Go through the data line by line. Copy each one holding the string "Please".

■ Available records ■
+-------+
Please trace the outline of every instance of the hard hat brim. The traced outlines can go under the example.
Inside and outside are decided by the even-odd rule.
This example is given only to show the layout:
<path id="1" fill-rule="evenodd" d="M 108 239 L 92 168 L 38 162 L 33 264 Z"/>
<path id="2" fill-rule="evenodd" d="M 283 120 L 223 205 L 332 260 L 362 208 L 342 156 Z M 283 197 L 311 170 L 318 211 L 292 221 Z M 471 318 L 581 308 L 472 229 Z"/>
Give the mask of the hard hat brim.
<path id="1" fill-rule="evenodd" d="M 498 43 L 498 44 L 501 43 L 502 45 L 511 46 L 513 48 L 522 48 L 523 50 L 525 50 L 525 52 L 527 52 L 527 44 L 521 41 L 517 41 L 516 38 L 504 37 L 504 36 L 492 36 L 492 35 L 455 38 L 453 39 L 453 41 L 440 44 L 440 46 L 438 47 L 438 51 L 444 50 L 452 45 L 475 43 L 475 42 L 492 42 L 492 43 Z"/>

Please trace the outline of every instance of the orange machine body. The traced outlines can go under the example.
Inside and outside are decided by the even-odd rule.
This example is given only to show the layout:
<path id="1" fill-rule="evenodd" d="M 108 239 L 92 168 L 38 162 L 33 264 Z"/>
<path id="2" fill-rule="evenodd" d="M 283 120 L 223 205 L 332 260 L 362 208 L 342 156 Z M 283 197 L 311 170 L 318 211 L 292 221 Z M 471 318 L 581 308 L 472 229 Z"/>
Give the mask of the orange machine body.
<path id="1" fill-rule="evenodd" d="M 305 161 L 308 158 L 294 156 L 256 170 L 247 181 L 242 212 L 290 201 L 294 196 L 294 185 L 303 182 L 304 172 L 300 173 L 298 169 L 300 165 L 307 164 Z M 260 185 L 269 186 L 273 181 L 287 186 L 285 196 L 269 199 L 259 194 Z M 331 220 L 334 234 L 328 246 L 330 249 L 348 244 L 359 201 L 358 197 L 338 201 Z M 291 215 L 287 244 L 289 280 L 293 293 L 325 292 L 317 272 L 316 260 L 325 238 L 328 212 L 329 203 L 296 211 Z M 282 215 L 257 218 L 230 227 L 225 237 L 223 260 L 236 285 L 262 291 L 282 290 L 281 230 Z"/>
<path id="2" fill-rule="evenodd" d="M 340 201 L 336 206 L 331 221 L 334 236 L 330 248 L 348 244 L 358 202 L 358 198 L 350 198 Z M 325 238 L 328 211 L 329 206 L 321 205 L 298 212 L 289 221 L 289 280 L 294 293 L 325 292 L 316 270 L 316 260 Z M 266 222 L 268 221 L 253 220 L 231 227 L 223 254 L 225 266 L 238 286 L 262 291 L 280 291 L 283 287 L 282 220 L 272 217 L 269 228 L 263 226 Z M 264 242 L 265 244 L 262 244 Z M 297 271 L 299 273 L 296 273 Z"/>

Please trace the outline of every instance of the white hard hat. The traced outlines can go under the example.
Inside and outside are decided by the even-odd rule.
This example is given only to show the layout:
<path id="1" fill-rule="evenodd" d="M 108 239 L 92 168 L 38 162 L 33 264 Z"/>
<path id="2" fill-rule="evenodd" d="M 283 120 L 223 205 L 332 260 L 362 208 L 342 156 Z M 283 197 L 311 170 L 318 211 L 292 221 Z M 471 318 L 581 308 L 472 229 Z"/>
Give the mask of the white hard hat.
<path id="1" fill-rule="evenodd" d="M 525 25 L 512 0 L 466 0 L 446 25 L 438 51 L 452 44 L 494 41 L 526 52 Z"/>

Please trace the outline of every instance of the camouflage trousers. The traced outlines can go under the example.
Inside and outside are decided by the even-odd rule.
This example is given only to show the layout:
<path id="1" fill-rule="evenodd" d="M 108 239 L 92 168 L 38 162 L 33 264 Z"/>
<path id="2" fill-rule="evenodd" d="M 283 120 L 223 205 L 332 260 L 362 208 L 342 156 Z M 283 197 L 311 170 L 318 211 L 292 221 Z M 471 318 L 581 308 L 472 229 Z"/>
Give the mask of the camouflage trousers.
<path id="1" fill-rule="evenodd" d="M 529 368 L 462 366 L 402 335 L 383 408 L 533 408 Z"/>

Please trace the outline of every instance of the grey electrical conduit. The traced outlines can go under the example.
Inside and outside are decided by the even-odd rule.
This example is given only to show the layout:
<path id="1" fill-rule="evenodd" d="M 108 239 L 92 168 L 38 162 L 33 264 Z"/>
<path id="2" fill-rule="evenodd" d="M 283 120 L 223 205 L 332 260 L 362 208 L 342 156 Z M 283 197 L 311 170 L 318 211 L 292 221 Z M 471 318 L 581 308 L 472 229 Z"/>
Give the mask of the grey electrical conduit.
+-------+
■ Response below ■
Please trace the outline of every instance of the hard hat brim. The traced outlines can go under the example.
Please trace the outline of every instance of the orange machine body. The traced outlines can go under the example.
Please trace the outline of every instance of the white hard hat. The traced outlines can go under the example.
Please trace the outline of every instance of the camouflage trousers. The traced outlines can go under the example.
Please trace the outline of every instance of the grey electrical conduit. The traced outlines can go under the example.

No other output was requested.